Your task — Rewrite the lines below with "white trim" changed to "blue trim" and every other part left as it is.

===== Task material =====

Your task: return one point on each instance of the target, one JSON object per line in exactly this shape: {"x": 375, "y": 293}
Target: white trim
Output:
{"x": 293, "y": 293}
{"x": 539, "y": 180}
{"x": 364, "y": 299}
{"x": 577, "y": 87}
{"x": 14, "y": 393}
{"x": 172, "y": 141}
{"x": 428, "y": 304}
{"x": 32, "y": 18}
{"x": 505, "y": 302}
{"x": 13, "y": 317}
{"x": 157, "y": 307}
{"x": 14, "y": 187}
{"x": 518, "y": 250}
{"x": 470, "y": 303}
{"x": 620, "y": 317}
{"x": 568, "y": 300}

=====

Result of this task —
Your task: return one point on each instance of the target, one JSON object per line in exactly this shape: {"x": 375, "y": 293}
Target: blue trim
Output:
{"x": 293, "y": 293}
{"x": 539, "y": 180}
{"x": 364, "y": 299}
{"x": 577, "y": 87}
{"x": 14, "y": 393}
{"x": 172, "y": 141}
{"x": 428, "y": 304}
{"x": 32, "y": 18}
{"x": 505, "y": 302}
{"x": 13, "y": 317}
{"x": 157, "y": 307}
{"x": 14, "y": 187}
{"x": 518, "y": 250}
{"x": 470, "y": 303}
{"x": 620, "y": 317}
{"x": 568, "y": 300}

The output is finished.